_Image point grounding data_:
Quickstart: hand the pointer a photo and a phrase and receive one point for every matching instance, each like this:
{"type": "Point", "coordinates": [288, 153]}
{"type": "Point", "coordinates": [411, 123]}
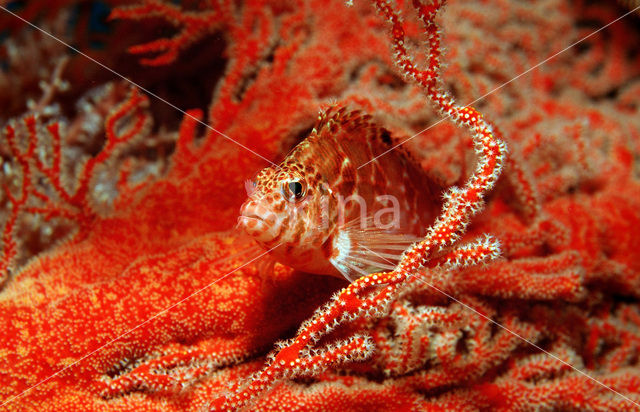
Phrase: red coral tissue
{"type": "Point", "coordinates": [125, 286]}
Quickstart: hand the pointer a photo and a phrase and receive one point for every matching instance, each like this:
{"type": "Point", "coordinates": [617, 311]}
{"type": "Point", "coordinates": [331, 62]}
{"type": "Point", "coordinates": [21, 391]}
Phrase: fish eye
{"type": "Point", "coordinates": [294, 190]}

_BRIEF_: Pictures stay out of this copy; write out the entries above exactly.

_SOLVED PROBLEM_:
Quickstart: hand the pointer a photo and a phrase and receive one point for every matching instance, each like this:
{"type": "Point", "coordinates": [288, 153]}
{"type": "Point", "coordinates": [411, 123]}
Phrase: red coral tissue
{"type": "Point", "coordinates": [125, 286]}
Quickstart: hand the pointer a photo and a phrase and receive one point for every matching instance, each like this:
{"type": "Point", "coordinates": [617, 311]}
{"type": "Point", "coordinates": [331, 62]}
{"type": "Point", "coordinates": [21, 391]}
Phrase: fish eye
{"type": "Point", "coordinates": [294, 190]}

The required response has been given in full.